╭─ Document passage
Print

Print


Did anyone already suggest Mendeley - I think it will do this for you with zero coding whatsoever. In fact, you can point Mendeley at the directory and it will suck them in automatically and rename the pdfs if you have it set that way.

Of course this only works with published research articles - coding is needed for the general case.
Christina

-----Original Message-----
From: Code for Libraries [mailto:[log in to unmask]] On Behalf Of Alexander Duryee
Sent: Friday, January 15, 2016 11:19 AM
To: [log in to unmask]
Subject: Re: [CODE4LIB] A smart bulk file name editor?

Amy,

It sounds like this is a three-step process for each file:

1) Feed the PDF (as a data blob) into a script
2) Parse out the data that you're looking for (title, author, year)
╰─
╭─ Data entries
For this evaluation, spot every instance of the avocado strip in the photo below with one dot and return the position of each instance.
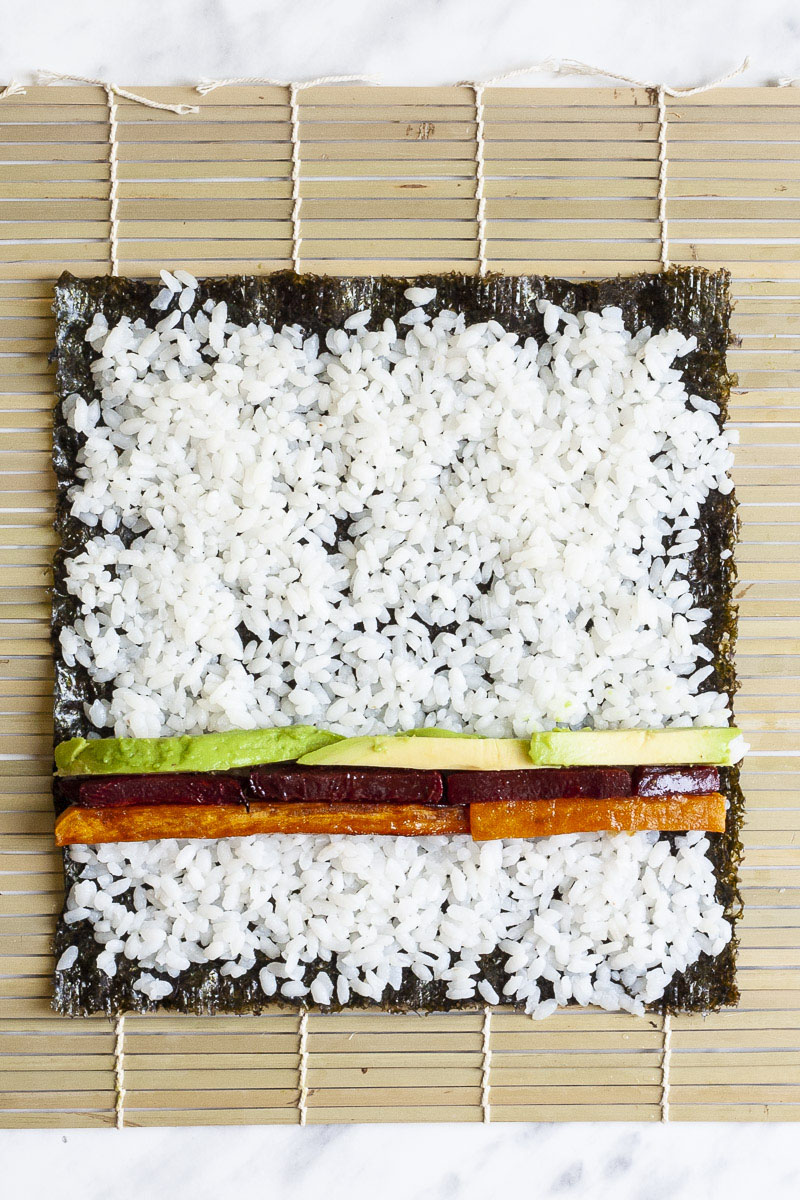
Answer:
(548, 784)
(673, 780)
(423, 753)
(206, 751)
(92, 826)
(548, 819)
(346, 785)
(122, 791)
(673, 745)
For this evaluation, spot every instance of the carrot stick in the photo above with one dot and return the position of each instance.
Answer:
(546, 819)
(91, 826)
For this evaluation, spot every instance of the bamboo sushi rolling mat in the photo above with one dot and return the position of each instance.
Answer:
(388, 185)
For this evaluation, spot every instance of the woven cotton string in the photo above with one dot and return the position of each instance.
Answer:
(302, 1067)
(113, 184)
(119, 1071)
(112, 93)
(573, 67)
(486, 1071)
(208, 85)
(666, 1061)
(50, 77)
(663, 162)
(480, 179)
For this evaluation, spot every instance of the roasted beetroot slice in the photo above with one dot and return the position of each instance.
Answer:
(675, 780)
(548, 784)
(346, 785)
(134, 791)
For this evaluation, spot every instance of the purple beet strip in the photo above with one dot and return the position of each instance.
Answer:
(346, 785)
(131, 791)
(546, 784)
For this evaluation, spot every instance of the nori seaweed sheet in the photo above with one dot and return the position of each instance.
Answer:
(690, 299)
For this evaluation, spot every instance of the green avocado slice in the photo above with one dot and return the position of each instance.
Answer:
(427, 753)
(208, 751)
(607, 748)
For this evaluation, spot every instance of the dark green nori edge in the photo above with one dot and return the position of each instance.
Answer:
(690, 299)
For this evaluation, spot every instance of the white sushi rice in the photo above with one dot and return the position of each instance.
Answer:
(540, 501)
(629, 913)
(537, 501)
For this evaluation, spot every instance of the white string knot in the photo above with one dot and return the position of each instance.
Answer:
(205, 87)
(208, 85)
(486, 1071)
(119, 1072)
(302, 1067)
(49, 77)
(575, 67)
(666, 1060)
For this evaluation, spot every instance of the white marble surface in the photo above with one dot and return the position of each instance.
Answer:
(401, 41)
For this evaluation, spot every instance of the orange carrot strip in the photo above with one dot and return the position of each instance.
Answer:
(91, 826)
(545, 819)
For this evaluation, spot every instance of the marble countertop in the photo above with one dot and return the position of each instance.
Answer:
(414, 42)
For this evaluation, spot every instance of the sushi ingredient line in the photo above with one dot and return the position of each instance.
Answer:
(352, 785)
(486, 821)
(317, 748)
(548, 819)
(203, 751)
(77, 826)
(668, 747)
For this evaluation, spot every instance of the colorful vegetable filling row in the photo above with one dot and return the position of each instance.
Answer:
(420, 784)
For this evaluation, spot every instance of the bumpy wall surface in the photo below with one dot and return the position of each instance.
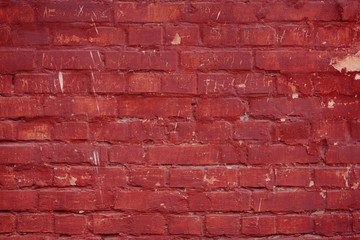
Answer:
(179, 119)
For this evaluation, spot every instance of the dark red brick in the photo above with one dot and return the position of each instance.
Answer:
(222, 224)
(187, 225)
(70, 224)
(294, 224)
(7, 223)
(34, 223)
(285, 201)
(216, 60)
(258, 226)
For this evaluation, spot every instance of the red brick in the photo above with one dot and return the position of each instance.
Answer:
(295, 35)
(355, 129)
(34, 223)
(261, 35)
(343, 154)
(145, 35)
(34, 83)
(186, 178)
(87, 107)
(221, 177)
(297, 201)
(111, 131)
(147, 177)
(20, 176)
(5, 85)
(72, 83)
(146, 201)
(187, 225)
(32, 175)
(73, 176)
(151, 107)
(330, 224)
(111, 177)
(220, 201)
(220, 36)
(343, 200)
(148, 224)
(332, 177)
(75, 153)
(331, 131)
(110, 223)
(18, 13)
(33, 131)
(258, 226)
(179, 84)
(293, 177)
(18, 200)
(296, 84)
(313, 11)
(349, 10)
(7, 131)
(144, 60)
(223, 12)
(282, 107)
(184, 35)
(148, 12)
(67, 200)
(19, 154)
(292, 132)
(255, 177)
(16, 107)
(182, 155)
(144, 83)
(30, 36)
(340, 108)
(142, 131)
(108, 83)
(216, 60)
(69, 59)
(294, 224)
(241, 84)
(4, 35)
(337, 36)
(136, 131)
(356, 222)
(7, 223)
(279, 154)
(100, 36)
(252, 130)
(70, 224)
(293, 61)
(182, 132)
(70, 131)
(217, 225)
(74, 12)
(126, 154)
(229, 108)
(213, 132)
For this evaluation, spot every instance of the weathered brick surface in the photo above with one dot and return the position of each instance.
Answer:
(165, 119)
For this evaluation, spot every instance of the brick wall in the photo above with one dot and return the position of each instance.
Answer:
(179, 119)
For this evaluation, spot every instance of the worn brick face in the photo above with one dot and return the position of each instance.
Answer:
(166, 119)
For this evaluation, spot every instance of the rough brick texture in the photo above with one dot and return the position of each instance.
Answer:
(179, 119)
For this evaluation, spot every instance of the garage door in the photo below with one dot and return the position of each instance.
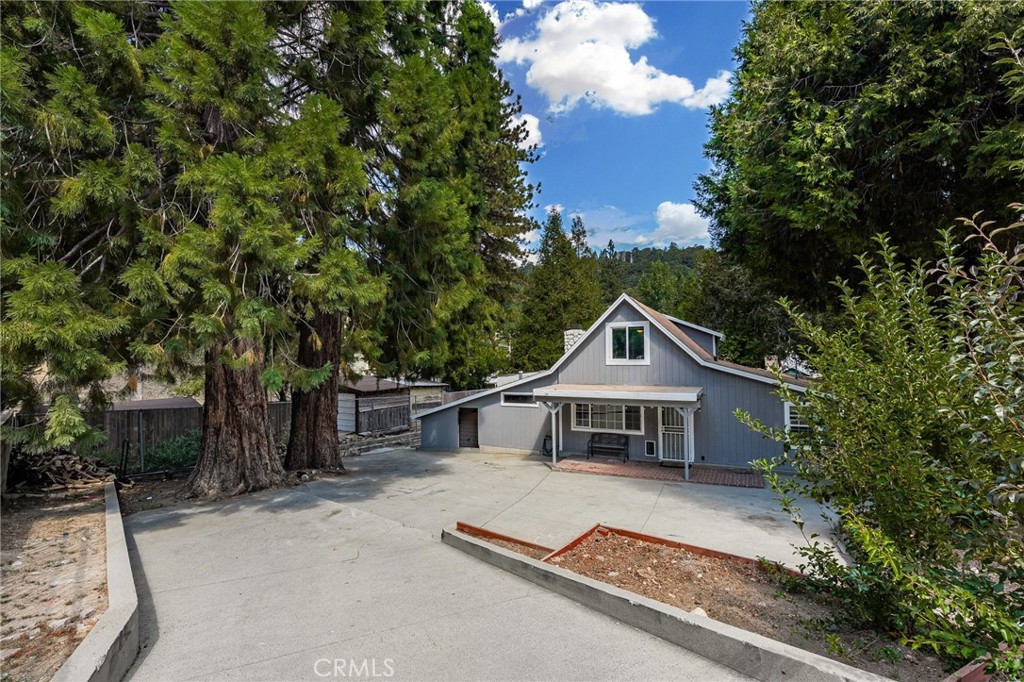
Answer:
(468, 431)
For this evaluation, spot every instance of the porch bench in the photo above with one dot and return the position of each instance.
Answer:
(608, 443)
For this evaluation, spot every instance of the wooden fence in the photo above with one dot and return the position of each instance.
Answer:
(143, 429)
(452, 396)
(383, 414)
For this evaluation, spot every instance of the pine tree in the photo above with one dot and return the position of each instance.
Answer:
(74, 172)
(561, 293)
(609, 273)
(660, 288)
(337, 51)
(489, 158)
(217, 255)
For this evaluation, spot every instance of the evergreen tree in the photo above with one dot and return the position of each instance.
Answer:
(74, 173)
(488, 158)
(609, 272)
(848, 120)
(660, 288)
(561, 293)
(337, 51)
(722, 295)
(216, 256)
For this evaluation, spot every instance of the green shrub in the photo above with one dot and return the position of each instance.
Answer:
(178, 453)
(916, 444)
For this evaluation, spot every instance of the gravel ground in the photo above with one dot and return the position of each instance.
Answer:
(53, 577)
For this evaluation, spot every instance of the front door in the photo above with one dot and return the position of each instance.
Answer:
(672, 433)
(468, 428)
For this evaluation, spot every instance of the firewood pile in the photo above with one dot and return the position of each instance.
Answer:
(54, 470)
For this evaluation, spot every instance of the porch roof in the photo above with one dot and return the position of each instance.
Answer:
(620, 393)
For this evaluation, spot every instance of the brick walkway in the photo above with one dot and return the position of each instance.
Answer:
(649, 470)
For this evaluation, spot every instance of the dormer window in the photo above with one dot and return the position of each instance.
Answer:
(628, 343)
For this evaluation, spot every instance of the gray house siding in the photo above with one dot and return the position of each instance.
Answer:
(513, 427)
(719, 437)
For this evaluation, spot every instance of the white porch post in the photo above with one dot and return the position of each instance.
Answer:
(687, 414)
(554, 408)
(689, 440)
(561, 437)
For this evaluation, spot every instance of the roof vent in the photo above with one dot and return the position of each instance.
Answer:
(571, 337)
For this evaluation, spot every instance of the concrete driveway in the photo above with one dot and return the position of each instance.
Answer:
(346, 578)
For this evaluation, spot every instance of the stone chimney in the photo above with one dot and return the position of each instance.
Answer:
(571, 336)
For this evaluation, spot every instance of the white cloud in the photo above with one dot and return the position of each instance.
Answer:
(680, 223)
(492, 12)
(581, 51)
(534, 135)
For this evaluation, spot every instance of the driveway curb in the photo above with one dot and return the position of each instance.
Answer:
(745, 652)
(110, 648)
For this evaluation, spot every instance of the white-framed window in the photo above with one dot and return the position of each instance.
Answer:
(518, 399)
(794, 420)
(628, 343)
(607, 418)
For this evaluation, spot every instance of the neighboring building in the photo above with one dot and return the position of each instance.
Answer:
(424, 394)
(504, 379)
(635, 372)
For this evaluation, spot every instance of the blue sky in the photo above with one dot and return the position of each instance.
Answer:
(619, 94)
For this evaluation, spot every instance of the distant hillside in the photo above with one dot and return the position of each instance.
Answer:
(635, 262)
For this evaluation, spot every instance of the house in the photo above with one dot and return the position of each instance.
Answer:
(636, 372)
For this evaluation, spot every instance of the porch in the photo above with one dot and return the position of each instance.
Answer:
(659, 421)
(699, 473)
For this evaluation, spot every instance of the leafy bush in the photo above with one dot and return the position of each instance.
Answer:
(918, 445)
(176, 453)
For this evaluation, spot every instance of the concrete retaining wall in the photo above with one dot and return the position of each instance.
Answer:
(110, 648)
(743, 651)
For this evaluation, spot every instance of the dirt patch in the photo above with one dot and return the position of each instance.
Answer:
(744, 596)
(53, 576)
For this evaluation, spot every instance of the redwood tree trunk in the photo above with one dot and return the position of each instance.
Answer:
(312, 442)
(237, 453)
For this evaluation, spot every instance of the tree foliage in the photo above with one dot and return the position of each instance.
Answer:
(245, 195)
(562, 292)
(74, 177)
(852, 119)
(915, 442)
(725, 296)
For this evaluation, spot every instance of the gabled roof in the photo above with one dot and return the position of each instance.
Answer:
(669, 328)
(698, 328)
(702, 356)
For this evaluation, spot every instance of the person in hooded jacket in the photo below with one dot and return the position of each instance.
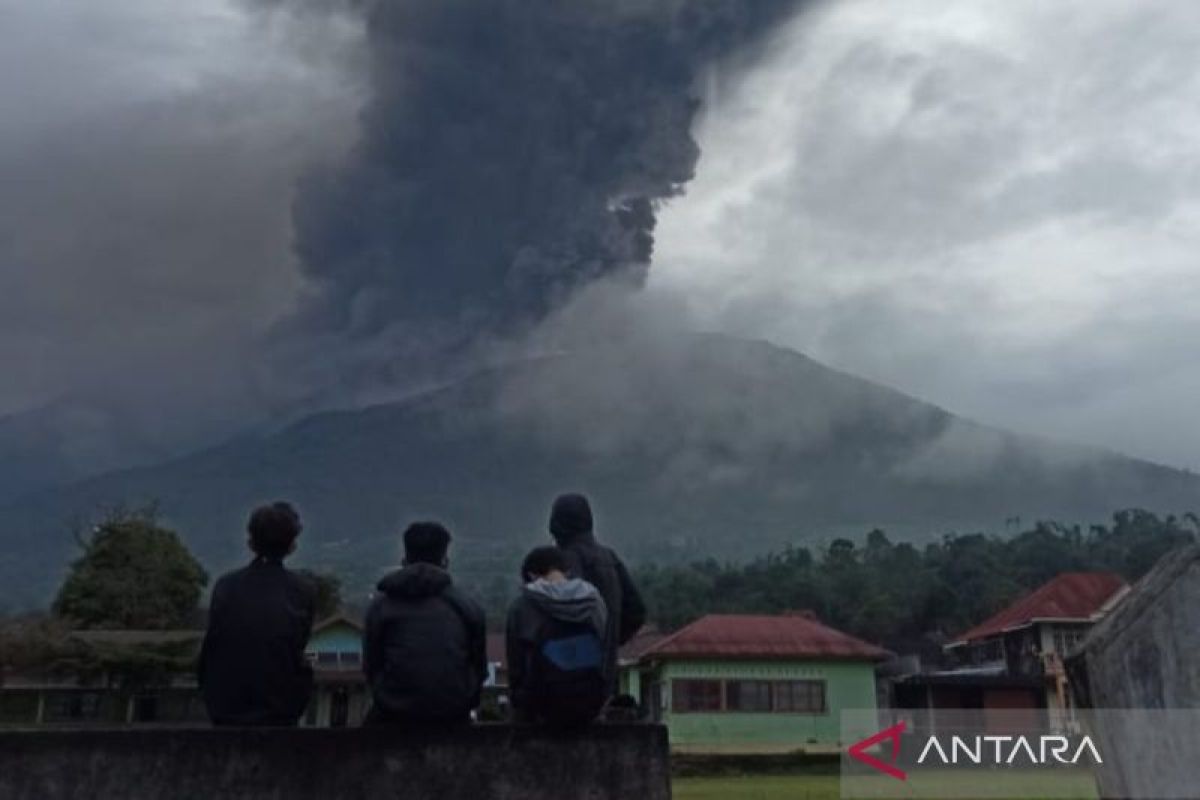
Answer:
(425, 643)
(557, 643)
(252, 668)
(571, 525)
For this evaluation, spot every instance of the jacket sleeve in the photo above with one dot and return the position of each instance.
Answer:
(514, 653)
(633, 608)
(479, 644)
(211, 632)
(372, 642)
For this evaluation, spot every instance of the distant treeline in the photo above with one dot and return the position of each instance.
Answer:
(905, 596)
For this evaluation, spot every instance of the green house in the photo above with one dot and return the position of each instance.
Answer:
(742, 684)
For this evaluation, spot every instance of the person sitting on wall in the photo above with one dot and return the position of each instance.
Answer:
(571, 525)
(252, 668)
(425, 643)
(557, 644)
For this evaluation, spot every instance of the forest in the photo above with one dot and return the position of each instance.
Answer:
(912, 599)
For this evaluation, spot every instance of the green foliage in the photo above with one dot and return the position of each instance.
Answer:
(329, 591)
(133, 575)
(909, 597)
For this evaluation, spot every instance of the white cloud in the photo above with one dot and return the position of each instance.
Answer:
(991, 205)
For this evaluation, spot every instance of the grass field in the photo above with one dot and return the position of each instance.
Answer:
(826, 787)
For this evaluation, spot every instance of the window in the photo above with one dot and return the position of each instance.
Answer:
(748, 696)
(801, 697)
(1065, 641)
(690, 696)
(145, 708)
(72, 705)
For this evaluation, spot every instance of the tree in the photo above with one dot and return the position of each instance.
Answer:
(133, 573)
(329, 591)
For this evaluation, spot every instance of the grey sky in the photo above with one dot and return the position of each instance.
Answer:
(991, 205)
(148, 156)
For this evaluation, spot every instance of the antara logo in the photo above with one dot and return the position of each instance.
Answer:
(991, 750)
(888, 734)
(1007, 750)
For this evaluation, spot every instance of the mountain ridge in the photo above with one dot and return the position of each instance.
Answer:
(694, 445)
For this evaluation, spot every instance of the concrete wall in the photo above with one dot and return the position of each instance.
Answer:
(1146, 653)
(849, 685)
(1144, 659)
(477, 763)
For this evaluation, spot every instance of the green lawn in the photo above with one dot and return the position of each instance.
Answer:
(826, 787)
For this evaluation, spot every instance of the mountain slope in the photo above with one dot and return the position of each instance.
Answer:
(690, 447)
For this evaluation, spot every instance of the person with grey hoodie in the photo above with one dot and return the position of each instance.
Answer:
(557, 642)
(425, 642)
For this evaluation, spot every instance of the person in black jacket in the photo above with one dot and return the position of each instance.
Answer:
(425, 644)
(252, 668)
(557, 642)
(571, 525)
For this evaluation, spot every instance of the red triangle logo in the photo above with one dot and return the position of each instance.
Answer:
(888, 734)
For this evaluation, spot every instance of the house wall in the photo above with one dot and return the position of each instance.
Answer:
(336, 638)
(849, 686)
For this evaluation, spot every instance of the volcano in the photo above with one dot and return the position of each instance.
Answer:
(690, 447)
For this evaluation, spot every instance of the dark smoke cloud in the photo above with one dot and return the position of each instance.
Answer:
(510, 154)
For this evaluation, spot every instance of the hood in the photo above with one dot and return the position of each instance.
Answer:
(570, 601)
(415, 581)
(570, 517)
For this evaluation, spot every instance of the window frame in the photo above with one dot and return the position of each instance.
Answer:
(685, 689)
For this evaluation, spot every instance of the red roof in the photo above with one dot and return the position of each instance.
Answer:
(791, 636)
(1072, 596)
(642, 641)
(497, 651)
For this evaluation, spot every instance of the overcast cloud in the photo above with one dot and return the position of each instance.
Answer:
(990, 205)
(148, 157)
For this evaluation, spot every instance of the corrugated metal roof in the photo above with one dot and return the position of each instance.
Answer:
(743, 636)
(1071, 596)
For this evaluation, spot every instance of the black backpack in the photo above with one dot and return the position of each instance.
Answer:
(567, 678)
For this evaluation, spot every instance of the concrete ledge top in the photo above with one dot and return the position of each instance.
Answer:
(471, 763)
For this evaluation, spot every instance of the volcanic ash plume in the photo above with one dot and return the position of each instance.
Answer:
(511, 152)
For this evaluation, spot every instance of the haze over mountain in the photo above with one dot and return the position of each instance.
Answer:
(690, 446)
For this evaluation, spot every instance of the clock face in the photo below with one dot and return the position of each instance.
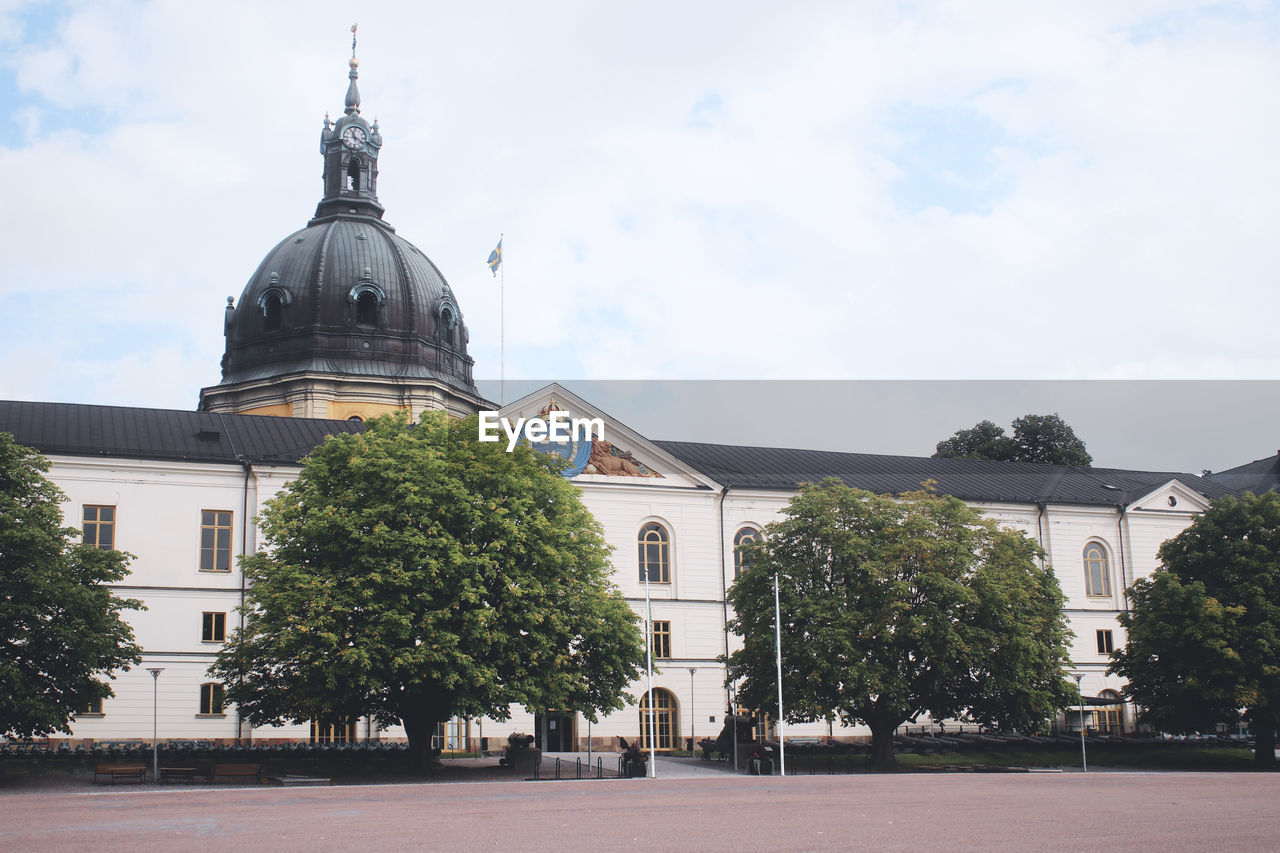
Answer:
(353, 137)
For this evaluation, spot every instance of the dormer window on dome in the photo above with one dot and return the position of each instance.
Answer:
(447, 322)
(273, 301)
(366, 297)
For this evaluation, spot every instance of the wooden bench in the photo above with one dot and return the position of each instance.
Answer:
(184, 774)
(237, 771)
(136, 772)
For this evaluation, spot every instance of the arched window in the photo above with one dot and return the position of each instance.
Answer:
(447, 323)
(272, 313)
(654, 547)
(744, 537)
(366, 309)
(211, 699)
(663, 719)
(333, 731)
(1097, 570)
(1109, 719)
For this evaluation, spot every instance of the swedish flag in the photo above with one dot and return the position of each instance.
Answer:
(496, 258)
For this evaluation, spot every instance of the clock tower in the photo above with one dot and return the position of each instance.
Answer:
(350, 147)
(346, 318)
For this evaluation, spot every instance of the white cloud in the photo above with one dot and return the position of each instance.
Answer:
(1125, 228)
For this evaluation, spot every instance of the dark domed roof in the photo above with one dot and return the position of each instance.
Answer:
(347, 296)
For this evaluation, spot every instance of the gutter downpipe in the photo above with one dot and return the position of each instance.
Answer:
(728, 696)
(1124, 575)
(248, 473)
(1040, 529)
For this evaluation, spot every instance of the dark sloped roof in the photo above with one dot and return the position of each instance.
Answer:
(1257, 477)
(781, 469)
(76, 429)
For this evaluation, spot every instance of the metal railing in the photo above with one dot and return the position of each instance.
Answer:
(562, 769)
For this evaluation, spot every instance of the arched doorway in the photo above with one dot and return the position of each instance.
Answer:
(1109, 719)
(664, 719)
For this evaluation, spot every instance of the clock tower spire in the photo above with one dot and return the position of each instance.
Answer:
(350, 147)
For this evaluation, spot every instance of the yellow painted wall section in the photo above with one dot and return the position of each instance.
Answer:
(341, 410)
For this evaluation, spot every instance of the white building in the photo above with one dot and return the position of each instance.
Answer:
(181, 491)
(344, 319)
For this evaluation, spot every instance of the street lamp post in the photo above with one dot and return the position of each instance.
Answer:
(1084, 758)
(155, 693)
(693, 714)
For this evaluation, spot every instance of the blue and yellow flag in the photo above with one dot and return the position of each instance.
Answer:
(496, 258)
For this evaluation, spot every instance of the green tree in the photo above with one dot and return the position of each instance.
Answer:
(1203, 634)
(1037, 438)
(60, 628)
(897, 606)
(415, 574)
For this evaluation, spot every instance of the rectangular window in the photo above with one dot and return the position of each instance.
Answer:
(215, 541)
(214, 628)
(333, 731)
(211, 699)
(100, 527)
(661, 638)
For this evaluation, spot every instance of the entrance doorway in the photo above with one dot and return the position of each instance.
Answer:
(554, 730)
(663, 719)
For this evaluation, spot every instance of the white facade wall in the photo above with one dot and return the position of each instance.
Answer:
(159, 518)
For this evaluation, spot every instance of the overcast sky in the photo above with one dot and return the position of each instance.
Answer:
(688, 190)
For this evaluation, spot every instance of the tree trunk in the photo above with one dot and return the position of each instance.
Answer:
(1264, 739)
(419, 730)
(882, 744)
╰─
* Problems *
#1 Answer the following questions about the thread on bulk PDF renaming:
(a) Which tool does Christina suggest?
(b) On what date was Alexander Duryee's message sent?
(c) Which three pieces of data does the second step mention?
#2 List every header field label that appears in the quoted original message of the thread on bulk PDF renaming.
#3 Resume the thread on bulk PDF renaming after its final line.

* Answers below *
#1
(a) Mendeley
(b) Friday, January 15, 2016
(c) Title, author, and year

#2 From, Sent, To, Subject

#3
3) Build a string using your parsed data, and move the file to that new filename

1 and 3 should be simple with any scripting language; unfortunately, 2 may be very difficult.  PDF is not a structured data format, so there's no guarantee that the data you need can be easily parsed out.  If the PDFs were uniformly generated (e.g. they were all generated from LaTeX markup or a single content management system) then it may be possible to parse out information from the file.  If not - for example, if the PDFs consist of scanned pages - then you'll need to generate that data elsewhere (perhaps from an existing catalog), create the new filenames that way, and feed that list into a script/tool to rename the files.

Best of luck,
--Alex

On Fri, Jan 15, 2016 at 11:06 AM, Chris Moschini <[log in to unmask]> wrote:

> It won't surprise you coders do this all the time and so there are 80 
> ways to do this, so your peril is choice not scarcity.
>
> Although there are a ton of tools that will do this for non-coders:
> https://www.google.com/webhp?q=file%20renamer
>
> On Windows robocopy is popular.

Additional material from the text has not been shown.